▸ **YOUR GOAL**: Examine the material below and count the lines that hold the word "hand". Report only the number.

▸ **DATA PROVIDED**:
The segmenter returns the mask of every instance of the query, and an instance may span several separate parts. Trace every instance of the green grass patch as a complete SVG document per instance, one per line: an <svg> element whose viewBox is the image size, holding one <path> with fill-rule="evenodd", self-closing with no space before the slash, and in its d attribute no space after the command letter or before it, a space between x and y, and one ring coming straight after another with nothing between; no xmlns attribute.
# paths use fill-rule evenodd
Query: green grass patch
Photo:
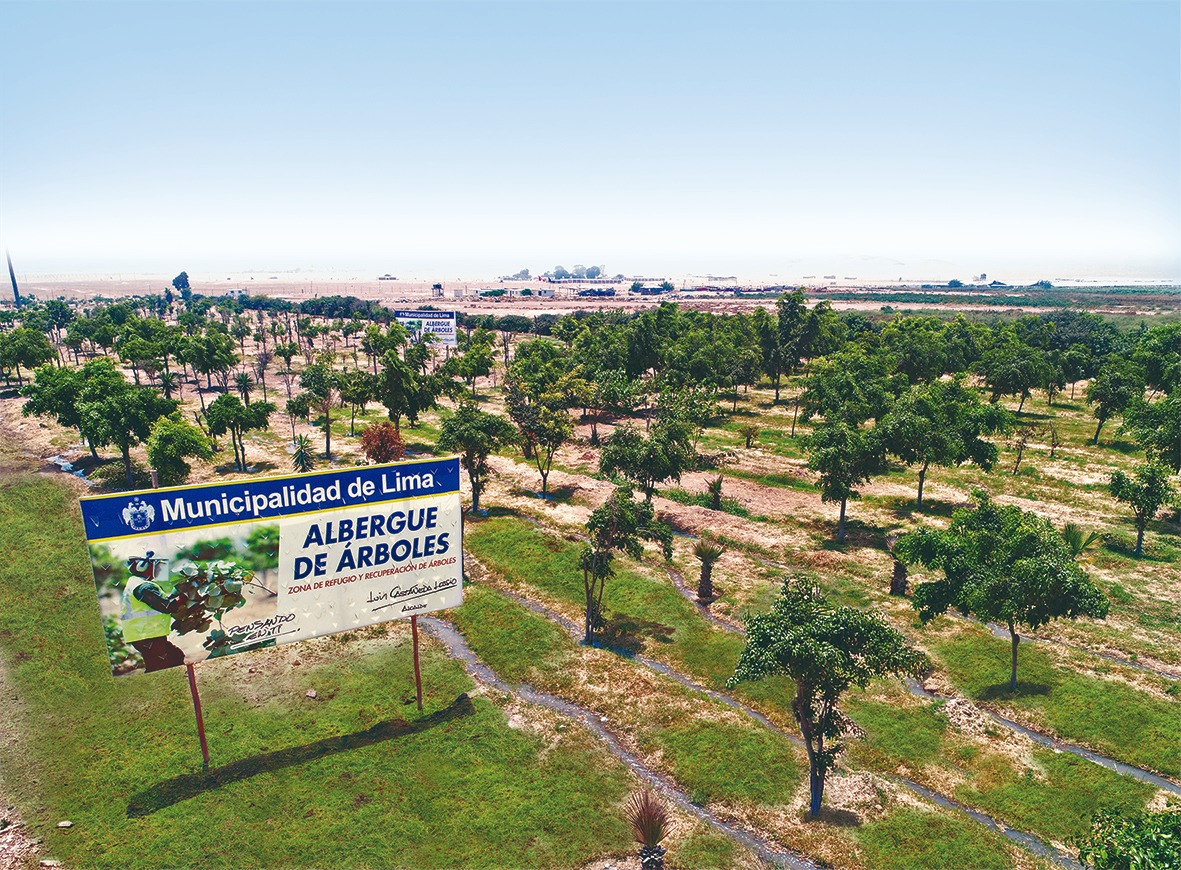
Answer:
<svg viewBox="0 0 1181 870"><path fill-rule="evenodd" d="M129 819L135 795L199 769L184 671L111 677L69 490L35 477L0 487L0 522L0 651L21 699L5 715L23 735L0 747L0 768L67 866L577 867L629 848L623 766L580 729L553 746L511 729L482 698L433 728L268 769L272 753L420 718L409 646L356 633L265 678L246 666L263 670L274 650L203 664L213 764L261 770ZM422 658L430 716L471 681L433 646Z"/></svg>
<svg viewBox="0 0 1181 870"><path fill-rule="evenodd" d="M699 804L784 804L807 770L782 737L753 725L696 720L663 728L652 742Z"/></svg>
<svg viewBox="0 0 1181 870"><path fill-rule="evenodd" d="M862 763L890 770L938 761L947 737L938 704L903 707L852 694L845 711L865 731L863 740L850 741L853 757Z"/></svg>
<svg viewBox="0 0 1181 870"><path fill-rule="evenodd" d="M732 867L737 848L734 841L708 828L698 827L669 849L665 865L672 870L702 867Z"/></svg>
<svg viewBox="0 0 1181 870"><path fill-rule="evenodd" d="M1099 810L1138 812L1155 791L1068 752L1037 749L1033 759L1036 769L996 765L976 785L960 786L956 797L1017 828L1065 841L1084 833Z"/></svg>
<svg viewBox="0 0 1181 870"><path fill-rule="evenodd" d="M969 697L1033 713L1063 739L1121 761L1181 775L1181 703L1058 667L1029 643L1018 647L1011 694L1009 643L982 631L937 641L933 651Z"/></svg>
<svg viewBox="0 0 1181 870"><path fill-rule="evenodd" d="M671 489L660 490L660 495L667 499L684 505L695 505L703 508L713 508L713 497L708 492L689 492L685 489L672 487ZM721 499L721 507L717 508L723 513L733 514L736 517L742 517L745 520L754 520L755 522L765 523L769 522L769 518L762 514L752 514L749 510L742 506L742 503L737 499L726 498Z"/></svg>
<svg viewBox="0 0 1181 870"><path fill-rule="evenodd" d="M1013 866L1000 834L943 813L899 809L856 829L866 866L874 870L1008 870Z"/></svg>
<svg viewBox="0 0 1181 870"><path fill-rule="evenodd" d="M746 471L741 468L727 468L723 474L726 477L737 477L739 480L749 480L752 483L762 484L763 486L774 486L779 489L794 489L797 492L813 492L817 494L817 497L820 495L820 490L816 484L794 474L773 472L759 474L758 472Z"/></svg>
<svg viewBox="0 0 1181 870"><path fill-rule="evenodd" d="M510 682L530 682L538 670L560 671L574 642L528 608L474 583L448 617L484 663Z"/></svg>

--

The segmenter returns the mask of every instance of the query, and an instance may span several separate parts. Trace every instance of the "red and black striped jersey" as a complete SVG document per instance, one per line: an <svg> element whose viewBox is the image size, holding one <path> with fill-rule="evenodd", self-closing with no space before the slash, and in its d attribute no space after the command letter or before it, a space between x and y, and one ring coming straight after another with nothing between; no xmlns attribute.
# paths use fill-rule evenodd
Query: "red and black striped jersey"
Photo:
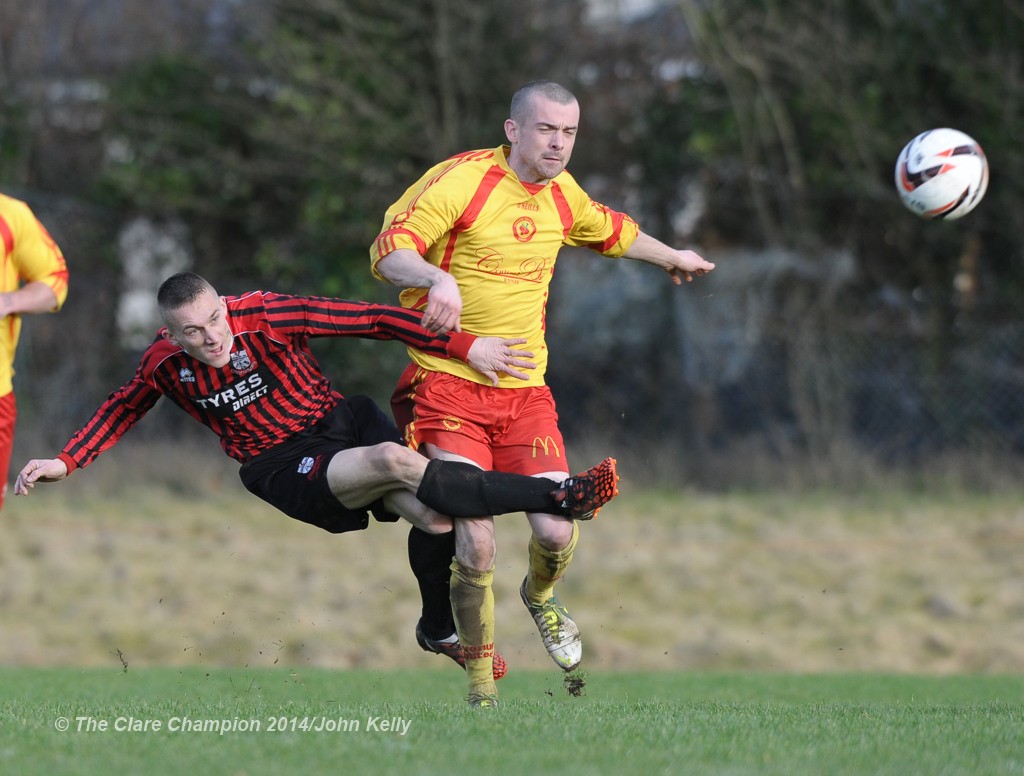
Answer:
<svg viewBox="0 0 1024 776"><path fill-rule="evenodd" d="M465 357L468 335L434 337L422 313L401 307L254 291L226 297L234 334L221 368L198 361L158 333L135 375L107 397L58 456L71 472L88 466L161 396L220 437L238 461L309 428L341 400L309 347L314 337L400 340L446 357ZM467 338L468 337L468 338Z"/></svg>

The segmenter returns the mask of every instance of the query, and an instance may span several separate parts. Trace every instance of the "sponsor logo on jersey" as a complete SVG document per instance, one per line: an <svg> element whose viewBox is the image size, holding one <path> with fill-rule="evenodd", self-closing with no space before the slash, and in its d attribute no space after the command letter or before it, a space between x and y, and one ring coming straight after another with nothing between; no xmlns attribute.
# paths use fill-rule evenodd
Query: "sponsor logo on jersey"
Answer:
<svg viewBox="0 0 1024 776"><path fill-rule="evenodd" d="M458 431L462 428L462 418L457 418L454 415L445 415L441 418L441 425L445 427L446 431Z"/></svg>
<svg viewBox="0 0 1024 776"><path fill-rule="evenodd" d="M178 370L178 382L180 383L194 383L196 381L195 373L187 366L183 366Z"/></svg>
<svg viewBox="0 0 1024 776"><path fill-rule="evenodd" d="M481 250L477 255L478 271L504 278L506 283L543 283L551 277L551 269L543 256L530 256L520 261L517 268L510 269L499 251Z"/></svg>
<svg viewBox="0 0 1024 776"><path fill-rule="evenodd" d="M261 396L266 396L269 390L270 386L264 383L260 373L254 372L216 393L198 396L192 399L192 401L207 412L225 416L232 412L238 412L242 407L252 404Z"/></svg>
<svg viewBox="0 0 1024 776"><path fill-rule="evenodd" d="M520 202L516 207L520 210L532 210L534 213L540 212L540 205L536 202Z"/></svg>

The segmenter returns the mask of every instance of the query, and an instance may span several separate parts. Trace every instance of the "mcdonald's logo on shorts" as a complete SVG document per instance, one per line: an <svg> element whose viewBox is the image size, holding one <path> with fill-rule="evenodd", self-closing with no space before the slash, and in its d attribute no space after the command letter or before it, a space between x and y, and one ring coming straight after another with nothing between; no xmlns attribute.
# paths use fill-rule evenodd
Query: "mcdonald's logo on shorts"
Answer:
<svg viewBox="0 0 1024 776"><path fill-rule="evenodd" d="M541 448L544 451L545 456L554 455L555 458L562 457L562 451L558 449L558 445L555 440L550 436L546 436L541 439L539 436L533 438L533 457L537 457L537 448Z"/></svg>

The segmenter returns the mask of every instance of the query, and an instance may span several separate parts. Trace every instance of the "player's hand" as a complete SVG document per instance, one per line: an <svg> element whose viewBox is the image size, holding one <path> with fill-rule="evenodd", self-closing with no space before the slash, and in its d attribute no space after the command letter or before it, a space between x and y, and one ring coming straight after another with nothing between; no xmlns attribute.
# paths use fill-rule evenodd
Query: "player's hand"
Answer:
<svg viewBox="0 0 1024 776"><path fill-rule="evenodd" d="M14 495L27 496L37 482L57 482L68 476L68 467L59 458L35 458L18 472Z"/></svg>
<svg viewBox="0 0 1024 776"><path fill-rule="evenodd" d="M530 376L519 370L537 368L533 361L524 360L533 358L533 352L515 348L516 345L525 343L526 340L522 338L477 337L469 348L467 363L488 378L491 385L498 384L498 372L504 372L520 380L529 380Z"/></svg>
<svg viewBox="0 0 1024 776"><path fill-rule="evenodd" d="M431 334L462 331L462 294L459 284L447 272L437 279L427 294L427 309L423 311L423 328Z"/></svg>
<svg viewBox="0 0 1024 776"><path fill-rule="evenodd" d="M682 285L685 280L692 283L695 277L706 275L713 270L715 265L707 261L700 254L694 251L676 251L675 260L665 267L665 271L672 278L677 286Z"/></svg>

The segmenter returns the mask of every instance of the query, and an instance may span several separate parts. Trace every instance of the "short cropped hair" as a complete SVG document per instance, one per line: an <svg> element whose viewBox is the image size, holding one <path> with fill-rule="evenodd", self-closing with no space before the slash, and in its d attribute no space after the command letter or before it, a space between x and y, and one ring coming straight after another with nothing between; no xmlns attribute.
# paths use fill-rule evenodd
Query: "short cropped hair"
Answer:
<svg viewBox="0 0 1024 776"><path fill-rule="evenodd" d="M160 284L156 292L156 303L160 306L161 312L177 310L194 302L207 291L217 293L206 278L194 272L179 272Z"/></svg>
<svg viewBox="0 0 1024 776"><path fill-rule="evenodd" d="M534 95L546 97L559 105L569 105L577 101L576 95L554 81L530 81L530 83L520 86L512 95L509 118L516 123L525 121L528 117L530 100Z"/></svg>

▸ **TASK RESULT**: 2